━━ Document ━━

Learning Strategies: The Pleasures of DIY’

(Reading time: 5 - 9 minutes)

By Ioanna Charalambous and Nick Michelioudakis

 

It is never too late to learn: There is this old man who lives in Poland. He lives alone with only his dog as company. Then one day he takes it into his head to learn English. So he buys himself an ‘English for Beginners’ course (who needs teachers?) and he designs his own learning regime. The story actually comes from an ad; it was a very successful and very moving ad – do watch it before reading on. Focus task: What strategies does the old man use? (YouTube: ‘English for Beginners – Polish Ad’).

 

Learning Strategies: Setting aside the moving content of the ad for a moment, the methods the grandad uses to learn English are quite interesting. Some of them are clearly old-fashioned and not much use (e.g. simply conjugating the verb ‘To be’ but others are good. So we thought (well – actually it was Joanna who thought) that perhaps we could use this ad as a springboard to familiarise students with some learning strategies.

 

First key idea - ‘Habits’: Contact time is never enough, so it makes sense for students to study on their own. But how can we do this? The idea is to show them some very simple, very easy ways that they can use so they can maximise their exposure to English and the amount of practice they get. It is vital that students feel this is something easy, something that does not take much time (max 10 min/day) so that they can turn the strategies into habits. Here are some ideas:

 

  • Labelling objects: One of the simplest strategies used in the video is to go around your house sticking post-it notes on objects so you can learn the words in English. This can be quite useful actually, especially if you test yourself as you walk into the room, before checking the notes to see whether you were right.

━━━

- _Objective_
Pick up the learning-strategies article above after its tip on labeling objects and continue it in the same voice.

━━ Stored records ━━

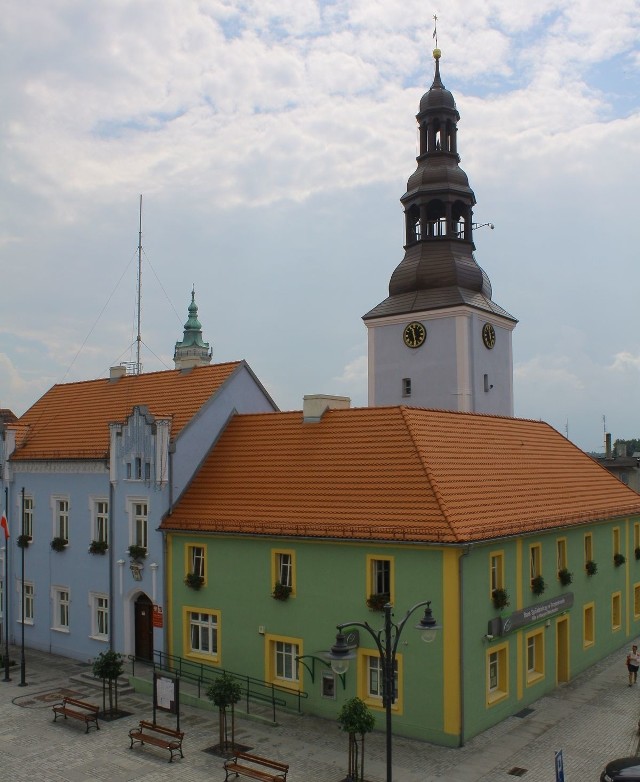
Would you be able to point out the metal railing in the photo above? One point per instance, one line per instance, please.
(203, 676)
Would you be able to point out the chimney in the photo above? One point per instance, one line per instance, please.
(115, 373)
(314, 406)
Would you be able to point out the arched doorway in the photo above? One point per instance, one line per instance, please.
(144, 627)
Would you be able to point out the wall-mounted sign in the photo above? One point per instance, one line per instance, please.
(526, 616)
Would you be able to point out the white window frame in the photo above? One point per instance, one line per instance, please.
(284, 565)
(139, 522)
(206, 624)
(61, 599)
(29, 602)
(28, 517)
(100, 518)
(61, 514)
(196, 563)
(284, 661)
(100, 616)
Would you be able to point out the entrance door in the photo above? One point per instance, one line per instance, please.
(562, 650)
(144, 627)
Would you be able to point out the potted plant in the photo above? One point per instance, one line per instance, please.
(281, 591)
(136, 552)
(24, 540)
(59, 544)
(537, 585)
(378, 601)
(225, 692)
(356, 719)
(193, 581)
(565, 576)
(500, 599)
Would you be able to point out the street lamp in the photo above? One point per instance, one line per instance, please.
(386, 639)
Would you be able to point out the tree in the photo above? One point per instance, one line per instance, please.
(108, 666)
(225, 692)
(356, 719)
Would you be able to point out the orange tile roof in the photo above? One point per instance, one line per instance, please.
(396, 473)
(71, 421)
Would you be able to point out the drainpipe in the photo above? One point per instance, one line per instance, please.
(111, 566)
(465, 553)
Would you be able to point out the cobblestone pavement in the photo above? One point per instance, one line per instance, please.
(593, 719)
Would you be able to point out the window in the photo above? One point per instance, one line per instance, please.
(61, 519)
(561, 554)
(535, 561)
(101, 521)
(29, 601)
(496, 571)
(380, 578)
(203, 634)
(371, 680)
(497, 674)
(616, 540)
(616, 610)
(588, 625)
(588, 548)
(28, 517)
(61, 609)
(283, 569)
(196, 561)
(140, 523)
(281, 661)
(535, 656)
(99, 616)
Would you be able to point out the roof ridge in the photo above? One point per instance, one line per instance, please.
(442, 505)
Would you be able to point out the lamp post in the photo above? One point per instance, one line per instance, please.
(386, 639)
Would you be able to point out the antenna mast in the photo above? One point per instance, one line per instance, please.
(139, 337)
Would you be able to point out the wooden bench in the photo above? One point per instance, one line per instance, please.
(78, 710)
(237, 765)
(159, 736)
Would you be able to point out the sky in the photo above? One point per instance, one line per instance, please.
(271, 141)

━━━

- _Exercise response_
 

  • Exploring vocabulary: Another way of expanding your vocabulary is to visit sites about things that you like (e.g. chess). Each time your goal can be to read one short article and find 3-4 new phrases that you would like to learn. You can look them up and write them down on a page. You can write the meanings on another page (in jumbled-up order) and test yourself the next day: can you remember them?

 

  • Listen and repeat: Much maligned for being too mechanical, Listen and Repeat is actually quite a good way to practice pronunciation. The key is to keep the sessions very short and to focus on whole stretches of language – not single words. You need to focus on sound production as well as on prosodic features (stress, intonation etc.). NB: If you have difficulty producing a phrase, repeat it again and again.

 

  • Sing along to songs: This is much more fun of course. You can choose your favourite song (preferably one with lots of lyrics), find the clip with the lyrics on YouTube and sing along. Not only will you learn the words and phrases in the song, but the fact that you have to follow the music will force you to produce whole phrases without stopping after each word.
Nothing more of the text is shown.